OBJETIVO: Por favor, reproduza estas linhas substituindo "Target" por "Objeto" em todos os registros e deixe todo o resto igual.

MATERIAL FORNECIDO:

####################

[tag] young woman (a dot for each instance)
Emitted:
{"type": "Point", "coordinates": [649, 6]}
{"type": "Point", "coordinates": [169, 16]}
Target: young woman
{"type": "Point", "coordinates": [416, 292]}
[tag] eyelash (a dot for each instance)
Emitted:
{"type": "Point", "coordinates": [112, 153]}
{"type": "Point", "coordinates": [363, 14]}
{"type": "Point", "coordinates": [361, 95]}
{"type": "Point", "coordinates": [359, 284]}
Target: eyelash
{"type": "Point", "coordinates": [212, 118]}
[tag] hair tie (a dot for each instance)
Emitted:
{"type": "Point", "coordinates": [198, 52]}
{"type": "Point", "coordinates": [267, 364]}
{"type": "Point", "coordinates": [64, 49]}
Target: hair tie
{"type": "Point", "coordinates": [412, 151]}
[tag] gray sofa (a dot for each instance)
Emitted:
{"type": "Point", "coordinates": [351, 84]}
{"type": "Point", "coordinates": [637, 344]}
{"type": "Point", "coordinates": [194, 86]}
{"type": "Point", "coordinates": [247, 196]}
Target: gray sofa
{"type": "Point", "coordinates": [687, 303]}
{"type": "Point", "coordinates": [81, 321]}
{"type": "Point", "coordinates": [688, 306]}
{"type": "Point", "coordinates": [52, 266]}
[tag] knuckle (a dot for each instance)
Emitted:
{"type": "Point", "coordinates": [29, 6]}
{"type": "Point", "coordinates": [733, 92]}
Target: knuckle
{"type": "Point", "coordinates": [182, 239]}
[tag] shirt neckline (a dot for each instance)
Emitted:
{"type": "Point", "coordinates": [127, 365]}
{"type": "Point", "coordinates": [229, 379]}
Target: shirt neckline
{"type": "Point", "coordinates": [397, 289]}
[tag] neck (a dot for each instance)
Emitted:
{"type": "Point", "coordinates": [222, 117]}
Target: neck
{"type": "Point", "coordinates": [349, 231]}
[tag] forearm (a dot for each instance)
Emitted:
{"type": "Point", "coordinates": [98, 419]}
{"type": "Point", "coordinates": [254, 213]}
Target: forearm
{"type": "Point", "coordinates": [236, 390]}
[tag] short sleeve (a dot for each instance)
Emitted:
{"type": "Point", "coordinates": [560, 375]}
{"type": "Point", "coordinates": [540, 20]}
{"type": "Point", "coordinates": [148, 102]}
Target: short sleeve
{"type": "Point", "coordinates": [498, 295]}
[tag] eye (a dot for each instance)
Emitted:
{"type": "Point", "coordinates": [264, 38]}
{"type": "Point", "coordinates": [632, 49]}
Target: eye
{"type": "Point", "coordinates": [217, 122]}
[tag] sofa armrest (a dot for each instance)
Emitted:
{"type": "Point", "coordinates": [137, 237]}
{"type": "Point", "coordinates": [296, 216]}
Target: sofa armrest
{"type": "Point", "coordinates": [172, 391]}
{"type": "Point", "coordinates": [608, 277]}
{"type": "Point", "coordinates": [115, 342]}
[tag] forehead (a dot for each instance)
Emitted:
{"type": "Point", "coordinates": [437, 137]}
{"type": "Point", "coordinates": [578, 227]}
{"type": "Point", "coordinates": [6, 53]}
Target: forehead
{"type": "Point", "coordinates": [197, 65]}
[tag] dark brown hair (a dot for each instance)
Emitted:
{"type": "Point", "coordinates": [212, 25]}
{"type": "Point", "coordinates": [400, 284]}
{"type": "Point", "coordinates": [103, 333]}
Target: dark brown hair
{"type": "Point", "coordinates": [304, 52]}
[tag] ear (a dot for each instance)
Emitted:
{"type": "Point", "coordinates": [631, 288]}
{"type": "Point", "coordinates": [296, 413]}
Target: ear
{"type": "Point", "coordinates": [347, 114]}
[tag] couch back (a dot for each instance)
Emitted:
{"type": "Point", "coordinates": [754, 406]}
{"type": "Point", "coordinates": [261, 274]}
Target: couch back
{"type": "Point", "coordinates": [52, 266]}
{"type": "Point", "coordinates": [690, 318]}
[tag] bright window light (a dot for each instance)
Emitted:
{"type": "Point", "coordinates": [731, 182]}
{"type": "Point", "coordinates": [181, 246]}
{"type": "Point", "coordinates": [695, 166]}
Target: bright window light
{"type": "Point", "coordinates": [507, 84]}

####################

A RESPOSTA:
[tag] young woman (a dot for each instance)
Emitted:
{"type": "Point", "coordinates": [649, 6]}
{"type": "Point", "coordinates": [169, 16]}
Objeto: young woman
{"type": "Point", "coordinates": [416, 292]}
[tag] eyelash (a dot for each instance)
Emitted:
{"type": "Point", "coordinates": [112, 153]}
{"type": "Point", "coordinates": [363, 14]}
{"type": "Point", "coordinates": [361, 95]}
{"type": "Point", "coordinates": [359, 284]}
Objeto: eyelash
{"type": "Point", "coordinates": [212, 118]}
[tag] hair tie (a dot for each instance)
Emitted:
{"type": "Point", "coordinates": [198, 52]}
{"type": "Point", "coordinates": [267, 364]}
{"type": "Point", "coordinates": [64, 49]}
Objeto: hair tie
{"type": "Point", "coordinates": [412, 151]}
[tag] gray sofa (a dot for each instance)
Emitted:
{"type": "Point", "coordinates": [351, 84]}
{"type": "Point", "coordinates": [637, 344]}
{"type": "Point", "coordinates": [194, 86]}
{"type": "Point", "coordinates": [247, 196]}
Objeto: gray sofa
{"type": "Point", "coordinates": [687, 303]}
{"type": "Point", "coordinates": [81, 321]}
{"type": "Point", "coordinates": [688, 306]}
{"type": "Point", "coordinates": [52, 266]}
[tag] knuckle (a dot for each instance)
Emitted:
{"type": "Point", "coordinates": [29, 6]}
{"type": "Point", "coordinates": [733, 92]}
Objeto: knuckle
{"type": "Point", "coordinates": [182, 239]}
[tag] shirt neckline (a dot for each instance)
Emitted:
{"type": "Point", "coordinates": [127, 365]}
{"type": "Point", "coordinates": [229, 379]}
Objeto: shirt neckline
{"type": "Point", "coordinates": [397, 289]}
[tag] neck (a dot for each instance)
Emitted:
{"type": "Point", "coordinates": [222, 117]}
Objeto: neck
{"type": "Point", "coordinates": [349, 231]}
[tag] forearm (a dot for each instance)
Emitted:
{"type": "Point", "coordinates": [98, 419]}
{"type": "Point", "coordinates": [254, 213]}
Objeto: forearm
{"type": "Point", "coordinates": [236, 390]}
[tag] short sleeve (a dot for each instance)
Emitted:
{"type": "Point", "coordinates": [560, 375]}
{"type": "Point", "coordinates": [540, 20]}
{"type": "Point", "coordinates": [148, 102]}
Objeto: short sleeve
{"type": "Point", "coordinates": [498, 295]}
[tag] eye (a dot for each instance)
Emitted:
{"type": "Point", "coordinates": [264, 38]}
{"type": "Point", "coordinates": [632, 49]}
Objeto: eye
{"type": "Point", "coordinates": [217, 122]}
[tag] sofa armrest (a dot for each instance)
Emitted:
{"type": "Point", "coordinates": [137, 237]}
{"type": "Point", "coordinates": [296, 216]}
Objeto: sofa armrest
{"type": "Point", "coordinates": [172, 391]}
{"type": "Point", "coordinates": [608, 277]}
{"type": "Point", "coordinates": [115, 342]}
[tag] forehead (a dot for each instance)
Emitted:
{"type": "Point", "coordinates": [437, 137]}
{"type": "Point", "coordinates": [578, 227]}
{"type": "Point", "coordinates": [6, 53]}
Objeto: forehead
{"type": "Point", "coordinates": [197, 65]}
[tag] dark brown hair (a dot for each instance)
Emitted:
{"type": "Point", "coordinates": [212, 25]}
{"type": "Point", "coordinates": [400, 284]}
{"type": "Point", "coordinates": [103, 333]}
Objeto: dark brown hair
{"type": "Point", "coordinates": [304, 52]}
[tag] ear (a dot for each instance)
Emitted:
{"type": "Point", "coordinates": [631, 288]}
{"type": "Point", "coordinates": [296, 413]}
Objeto: ear
{"type": "Point", "coordinates": [347, 114]}
[tag] couch back (a dot for each instance)
Emitted:
{"type": "Point", "coordinates": [754, 406]}
{"type": "Point", "coordinates": [261, 274]}
Objeto: couch back
{"type": "Point", "coordinates": [52, 266]}
{"type": "Point", "coordinates": [690, 318]}
[tag] bright window light (a dot for each instance)
Emitted:
{"type": "Point", "coordinates": [731, 182]}
{"type": "Point", "coordinates": [181, 246]}
{"type": "Point", "coordinates": [695, 166]}
Objeto: bright window light
{"type": "Point", "coordinates": [507, 84]}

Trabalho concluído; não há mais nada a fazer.